_Instructions_.
1. Decide whether each statement below agrees with the passage on ethanol and HO-1. Answer yes or no for each, and quote the words from the passage that settle it. (a) SnMP or ZnPP prevented ethanol-induced inhibition of NF-κB activation. (b) In mice, alcohol alone did not raise serum IL-10 levels. (c) CoPP further increased the LPS-plus-ethanol-induced serum IL-10 levels in mice.
2. List every HO-1 activator and HO-1 inhibitor named in the passage on ethanol and HO-1, and label each one as an activator or an inhibitor.

_Given passage_.

-=-=-

Both acute ethanol treatment and HO-1 activation inhibit NF-κB activation in human monocytes
We have previously reported that the anti-inflammatory effects of acute ethanol involve inhibition of NF-κB nuclear translocation and DNA binding in LPS-stimulated monocytes (11, 31). Previous studies showed that the anti-inflammatory effect of HO-1 involved inhibition of NF-κB activation (13). To investigate whether the anti-inflammatory effect of acute alcohol on NF-κB could be mediated through HO-1, we preincubated human monocytes with the HO-1 activator, CoCl2, or with the HO-1 inhibitors, SnMP or ZnPP, for 30 min, and then stimulated the cells with LPS and/or ethanol. Evaluation of nuclear proteins in the EMSA revealed NF-κB activation in LPS-stimulated monocytes (p < 0.005), which was significantly down-regulated by acute ethanol treatment (p < 0.01) (Fig. 7⇓, A and B). Pretreatment of monocytes with the HO-1 activator, CoCl2, also inhibited LPS-induced NF-κB activation (p < 0.05), suggesting that HO-1 activation inhibits NF-κB. To our surprise, inhibition of HO-1 activity with either SnMP or ZnPP failed to prevent ethanol-induced inhibition of NF-κB activation. Further investigations revealed that overall HO-1 activity at 1 h was lower compared with similar in vitro stimulation for 40 h (Fig. 2⇑A), and there was no difference in HO-1 activity between LPS- and LPS-plus-EtOH-stimulated samples at 1 h, when NF-κB activity was inhibited by alcohol (Fig. 7⇓C). Based on these results, we concluded ethanol influence on LPS-mediated cell activation at this early time point (1 h) might be HO-1 independent.
Augmentation of LPS-induced IL-10 and inhibition of TNF-α levels by alcohol involves HO-1 activation in mice
To validate the biological significance of our results with in vitro ethanol treatment in human monocytes, we tested the effects of in vivo administration of acute alcohol on LPS-induced cytokine responses in C57BL/6 mice. First, we tested IL-10 production in splenic macrophages collected after in vivo administration of LPS, ethanol, or their combination. LPS, a potent macrophage activator, induced significant IL-10 production (Fig. 8⇓A). IL-10 production in splenic macrophages was significantly higher in mice that received acute alcohol in combination with LPS. Administration of the HO-1 inhibitor, ZnPP, down-regulated IL-10 production induced by ethanol plus LPS, suggesting a role for HO-1 in induction of IL-10. Next, we tested serum cytokine levels in mice after in vivo administration of alcohol and/or LPS. A single dose of acute alcohol administration significantly augmented LPS-induced serum IL-10 levels, but alcohol alone did not induce serum IL-10 increase (Fig. 8⇓B). Administration of the HO-1 activator, CoPP, failed to further increase the LPS-plus-ethanol-induced serum IL-10 levels in mice (Fig. 8⇓B). This was similar to our findings in human monocytes (Fig. 1⇑D). Identical with its effects in human monocytes in vitro, acute ethanol administration in vivo attenuated LPS-induced TNF-α serum levels in mice (Fig. 8⇓A). Alcohol-induced suppression of serum TNF-α levels remained unchanged in mice treated with the HO-1 activator, CoPP (Fig. 8⇓C). These results suggested that the in vivo regulation of IL-10 and TNF-α production by acute alcohol involved HO-1.

-=-=-

_Provided material_.
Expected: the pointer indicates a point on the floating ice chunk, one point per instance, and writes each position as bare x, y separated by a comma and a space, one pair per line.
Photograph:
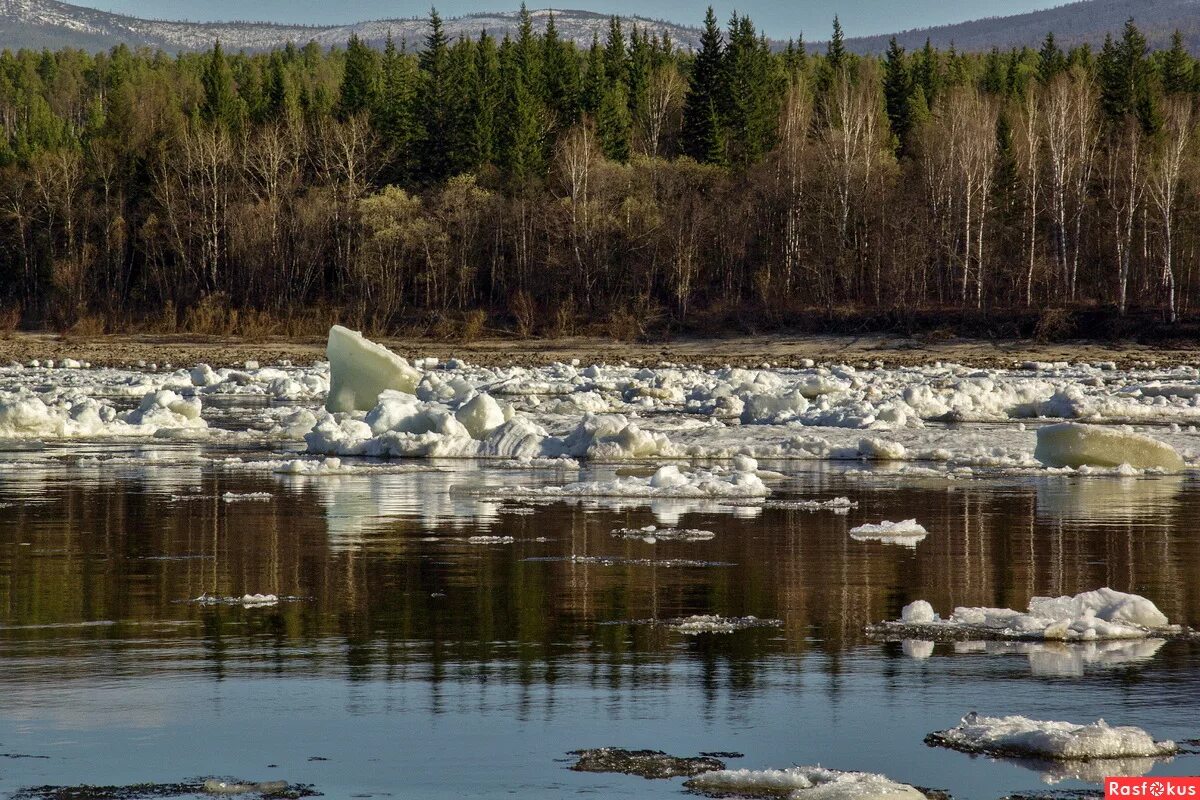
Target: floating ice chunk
652, 534
1021, 737
918, 612
480, 415
214, 786
907, 533
166, 409
651, 764
1078, 445
1101, 614
234, 497
203, 376
803, 783
717, 624
881, 450
667, 482
360, 371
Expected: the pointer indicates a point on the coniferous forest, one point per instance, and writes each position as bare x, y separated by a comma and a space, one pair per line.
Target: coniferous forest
532, 184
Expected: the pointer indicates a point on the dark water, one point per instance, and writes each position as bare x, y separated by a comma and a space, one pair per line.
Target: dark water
420, 665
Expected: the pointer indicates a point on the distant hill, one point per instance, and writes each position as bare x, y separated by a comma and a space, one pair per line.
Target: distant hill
49, 23
1072, 24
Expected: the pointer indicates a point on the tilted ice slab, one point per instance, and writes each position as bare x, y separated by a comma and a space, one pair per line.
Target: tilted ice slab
1079, 445
802, 783
1021, 737
360, 371
907, 533
1101, 614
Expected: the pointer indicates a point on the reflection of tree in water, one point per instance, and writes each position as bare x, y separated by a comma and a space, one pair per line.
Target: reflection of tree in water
387, 602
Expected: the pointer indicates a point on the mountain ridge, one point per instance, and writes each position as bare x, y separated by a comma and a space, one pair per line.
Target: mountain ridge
52, 23
55, 24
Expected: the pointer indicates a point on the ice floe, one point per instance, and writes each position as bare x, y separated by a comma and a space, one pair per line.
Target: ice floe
360, 371
907, 533
715, 624
652, 534
651, 764
802, 783
1021, 737
1091, 445
1101, 614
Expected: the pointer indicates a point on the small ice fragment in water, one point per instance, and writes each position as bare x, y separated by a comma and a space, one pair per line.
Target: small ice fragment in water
234, 497
906, 533
651, 534
1017, 735
801, 782
1101, 614
1089, 445
360, 371
651, 764
214, 786
717, 624
918, 612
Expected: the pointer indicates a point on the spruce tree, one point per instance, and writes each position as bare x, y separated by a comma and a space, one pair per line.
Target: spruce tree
360, 79
1177, 67
1126, 72
897, 94
701, 137
835, 53
220, 106
594, 79
1051, 60
433, 104
561, 77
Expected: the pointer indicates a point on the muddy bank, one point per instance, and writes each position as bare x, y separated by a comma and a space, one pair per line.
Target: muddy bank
744, 350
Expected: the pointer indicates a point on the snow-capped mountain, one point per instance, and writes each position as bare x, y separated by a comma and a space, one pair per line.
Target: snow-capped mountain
49, 23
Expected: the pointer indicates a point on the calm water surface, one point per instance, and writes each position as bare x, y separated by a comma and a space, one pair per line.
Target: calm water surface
415, 663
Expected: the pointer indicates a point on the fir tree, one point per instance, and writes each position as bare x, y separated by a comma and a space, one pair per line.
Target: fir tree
1126, 72
220, 106
835, 52
1177, 67
561, 77
701, 137
594, 79
1051, 60
360, 80
898, 92
433, 150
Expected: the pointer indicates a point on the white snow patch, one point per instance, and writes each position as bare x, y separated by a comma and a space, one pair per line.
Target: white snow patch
360, 371
717, 624
1090, 445
907, 533
804, 783
1017, 735
1101, 614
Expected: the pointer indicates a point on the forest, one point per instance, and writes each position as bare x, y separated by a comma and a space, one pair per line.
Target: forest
534, 186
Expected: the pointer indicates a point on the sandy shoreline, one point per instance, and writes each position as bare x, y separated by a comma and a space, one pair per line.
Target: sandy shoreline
747, 352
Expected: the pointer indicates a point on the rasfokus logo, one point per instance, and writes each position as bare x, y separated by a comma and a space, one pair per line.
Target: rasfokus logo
1152, 787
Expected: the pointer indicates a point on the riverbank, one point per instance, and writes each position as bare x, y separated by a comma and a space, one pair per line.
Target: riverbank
744, 350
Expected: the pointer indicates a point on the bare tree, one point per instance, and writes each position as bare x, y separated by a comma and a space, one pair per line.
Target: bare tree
1165, 178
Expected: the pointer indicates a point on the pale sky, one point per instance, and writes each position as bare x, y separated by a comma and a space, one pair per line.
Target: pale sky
778, 18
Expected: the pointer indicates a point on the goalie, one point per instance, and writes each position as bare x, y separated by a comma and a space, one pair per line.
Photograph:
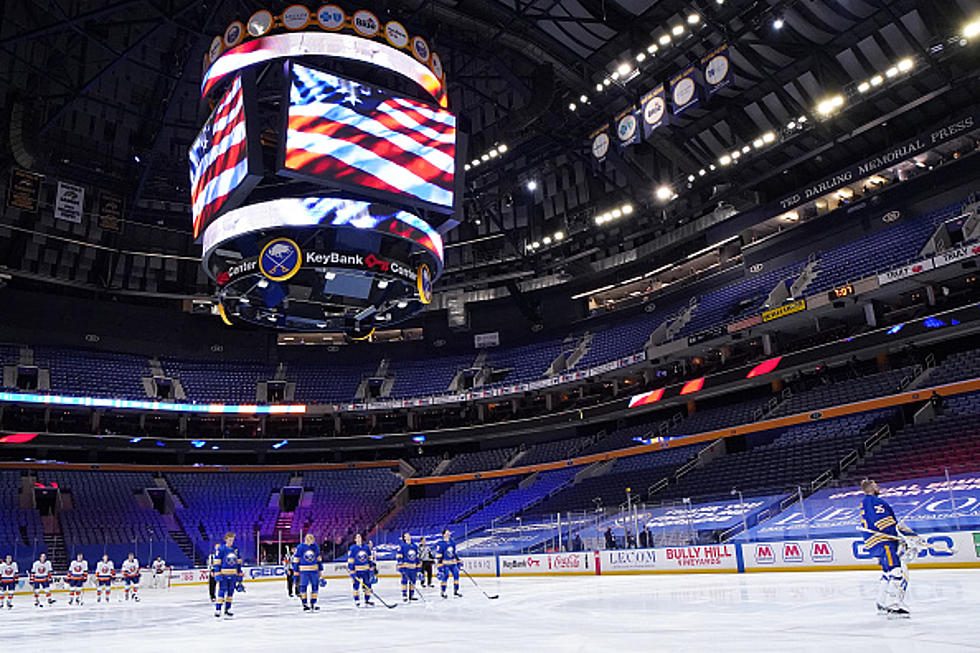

-=-=-

_Answers by task_.
1.
(a) No: "inhibition of HO-1 activity with either SnMP or ZnPP failed to prevent ethanol-induced inhibition of NF-κB activation"
(b) Yes: "but alcohol alone did not induce serum IL-10 increase"
(c) No: "Administration of the HO-1 activator, CoPP, failed to further increase the LPS-plus-ethanol-induced serum IL-10 levels in mice"

2.
- CoCl2: activator
- SnMP: inhibitor
- ZnPP: inhibitor
- CoPP: activator